October 3, 2025 at 1:04 pm CDT | by Josh Erickson Leave a Comment

The Wild have claimed defenseman Daemon Hunt off waivers from the Blue Jackets, Michael Russo of The Athletic reports. The club also released Jack Johnson from his professional tryout in a corresponding move and summoned the previously waived Matt Kiersted from AHL Iowa, although that’s a short-term move to give him more preseason action before being returned to the minors.

Today’s move marks a reunion between Hunt and the Wild, who drafted him in the third round of the 2020 draft. The 23-year-old has only ever suited up for Minnesota in the NHL, but he only played one game for them last year before he was included in the early-season trade that saw the Wild acquire David Jiricek from Columbus. This is his first year requiring waivers to head to the minors, where he spent the vast majority of last season.

****************

**Using the information**.
**1)** List every hockey player named in the hockey report above, leaving out the writers.
**2)** Answer these questions from the hockey report above, labeling each answer with its letter.
(a) In which round and year did the Wild draft Daemon Hunt?
(b) From which AHL club did the Wild summon Matt Kiersted?
(c) How many games did Hunt play for Minnesota last year?
**3)** Resume the hockey report on the Wild claiming Daemon Hunt, picking up right after its final sentence.
The material that follows is separate from the hockey report above and unrelated to it.

**Recorded information**.
****************

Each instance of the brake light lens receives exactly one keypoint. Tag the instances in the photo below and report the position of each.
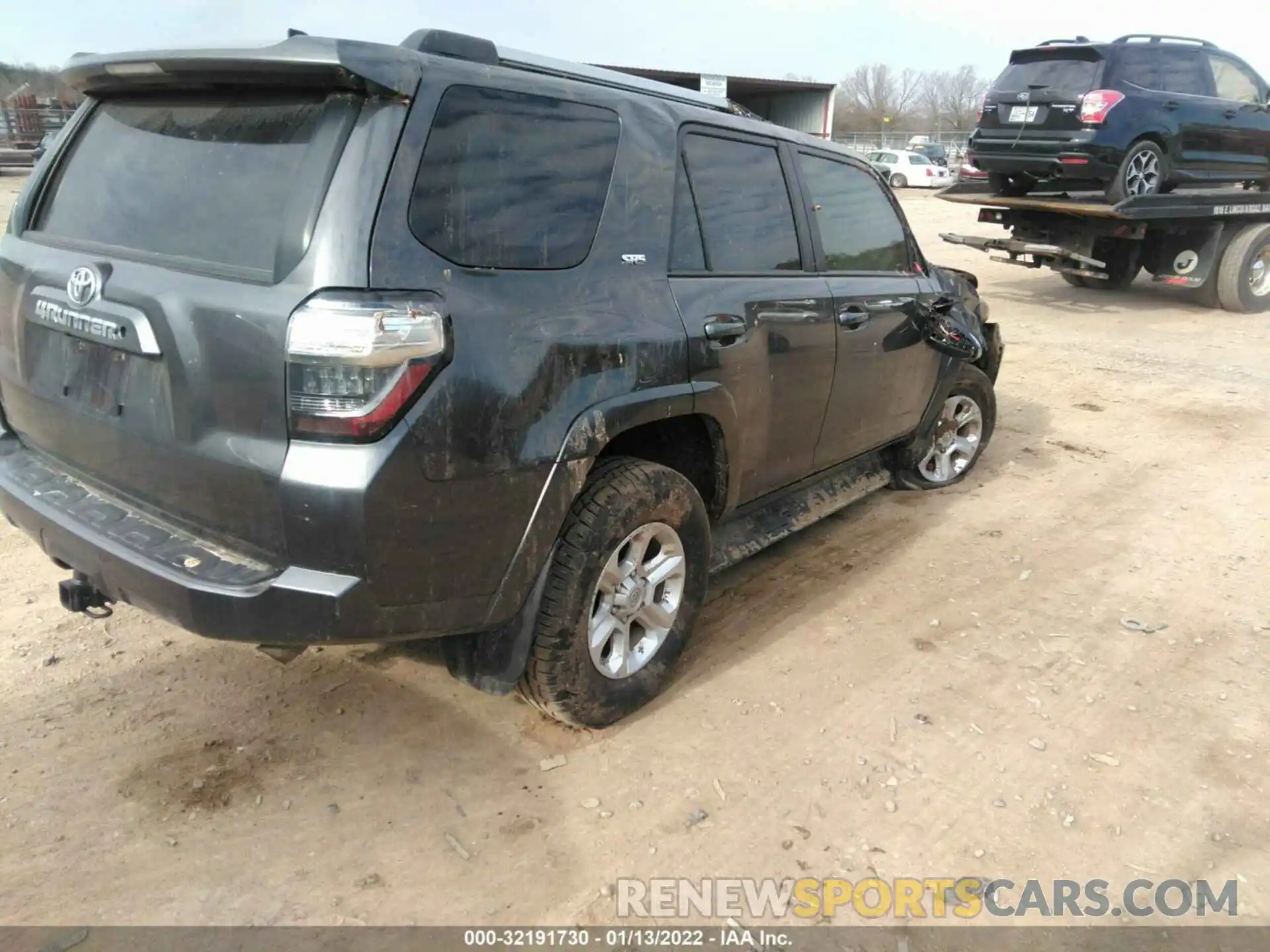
(1095, 106)
(357, 362)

****************

**Answer list**.
**1)** Daemon Hunt, Jack Johnson, Matt Kiersted, David Jiricek

**2)**
(a) The third round of the 2020 draft
(b) Iowa
(c) One

**3)**
Hunt, a 6’1″, 201-lb lefty, will begin his fourth professional campaign in a more familiar environment. Drafted as a true two-way defender, his results in AHL Cleveland after moving to the Blue Jackets organization weren’t what Columbus hoped for. He only managed a 2-12–14 scoring line with a -8 rating in 48 appearances after the trade. That offensive output was down significantly from what Hunt had in the Wild organization with Iowa the year prior, logging 29 points in 51 games on their blue line.

In his 13 prior NHL appearances with Minnesota, Hunt had one assist and a -1 rating while averaging a minuscule 11:14 per game. His possession numbers were good in those limited, albeit sheltered minutes, controlling 54.6% of shot attempts and 57.1% of expected goals at even strength.

As such, he’s now slated for an opening-night job with the Wild. With Johnson released, Hunt is one of seven healthy defenders remaining in Wild camp, not counting Kiersted. Jonas Brodin has long been expected to start the year on injured reserve after an offseason upper-body surgery, and that hasn’t changed.

Johnson, 38, will now look elsewhere to continue his career. The veteran of 19 NHL seasons and 1,228 games was reduced to a No. 7/8 job on the Blue Jackets’ depth chart last year, recording six assists and a -13 rating in 41 games. With that stat line as his platform, interest will be limited.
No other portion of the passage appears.